### Task statement
Retype the part of the forum thread about the M3 midrange starting at "Bnlbmbcar is correct" and ending at "M25 reaching low.", word for word.

##### Provided text #####

Bnlbmbcar is correct - our midrange was designed to work as the perfect bridge to do a 3-way setup with our TM65 mkII/mkIII and our M25 tweeters. If you would like to extort the upper and lower bandwidth of the M3 you can throw it in a bookshelf bass reflex enclosure of 0.2 ft^3 and end up with an on-axis bandwidth of 62 Hz to 20,000 Hz. Not limiting at all from a single 3.5" loudspeaker.


----------



## Niebur3 (Jul 11, 2008)

Bnlcmbcar said:


> My guess is that he designed these as the perfect bridge to do a 3 way with with TM65mkII or mkI drivers and the M25 tweeters. With that setup this midrange seems perfectly designed to relieve strain on the TM65mkII or MkI reaching up and the M25 reaching low.


So, you are saying they were designed to be the perfect bridge for a 3-way, only active system (no passive available), where the midbass is the TM6MKI (or II) and the tweeter is a M25, but not furnished with grills or aesthetics that go with either speaker? I honestly don't get it.


----------



## Bnlcmbcar (Aug 23, 2016)

Niebur3 said:


> So, you are saying they were designed to be the perfect bridge for a 3-way, only active system (no passive available), where the midbass is the TM6MKI (or II) and the tweeter is a M25, but not furnished with grills or aesthetics that go with either speaker? I honestly don't get it.


Not sure what’s confusing. The 3 drivers perfectly complement each other.

What range do you play your midrange?


----------



## Electrodynamic (Nov 27, 2007)

Niebur3 said:


> So, you are saying they were designed to be the perfect bridge for a 3-way, only active system (no passive available), where the midbass is the TM6MKI (or II) and the tweeter is a M25, but not furnished with grills or aesthetics that go with either speaker? I honestly don't get it.


Yes our speakers (not subwoofers) are designed for active use (no passive networks available). Our TM65's are not available with grilles [a 'grill' is something you cook with]. We could have used an all black cone on the M3 that would have "matched" the previous poly cone TM65 mkII midbass and current silk domed M25 tweeter but it would not have matched the new TM65 mkIII carbon fiber midbass. The TM65 mkIII was already in development when we decided on another cone treatment for the M3 midrange and we chose to focus on sonic performance over having our top 3 active loudspeakers have the exact same diaphragm material and/or diaphragm color. 99.9% of our customers put the drivers behind a grille. But we can have a few pairs of custom M3's finished in your choice of anodized color. Send us an email and we will get you a quote.


----------



## Niebur3 (Jul 11, 2008)

Apologize for spelling "grills" incorrectly. You got me. Great job! 

I was just honestly surprised by the limited passband from a "midrange". To each their own. I mean, the GB25 plays from 200Hz to 12kHz and is much smaller and comes with "grilles".

##### Information shown #####

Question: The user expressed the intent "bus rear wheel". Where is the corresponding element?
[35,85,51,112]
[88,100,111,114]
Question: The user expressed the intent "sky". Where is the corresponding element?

#####

### Reply
Bnlbmbcar is correct - our midrange was designed to work as the perfect bridge to do a 3-way setup with our TM65 mkII/mkIII and our M25 tweeters. If you would like to extort the upper and lower bandwidth of the M3 you can throw it in a bookshelf bass reflex enclosure of 0.2 ft^3 and end up with an on-axis bandwidth of 62 Hz to 20,000 Hz. Not limiting at all from a single 3.5" loudspeaker.


----------



## Niebur3 (Jul 11, 2008)

Bnlcmbcar said:


> My guess is that he designed these as the perfect bridge to do a 3 way with with TM65mkII or mkI drivers and the M25 tweeters. With that setup this midrange seems perfectly designed to relieve strain on the TM65mkII or MkI reaching up and the M25 reaching low.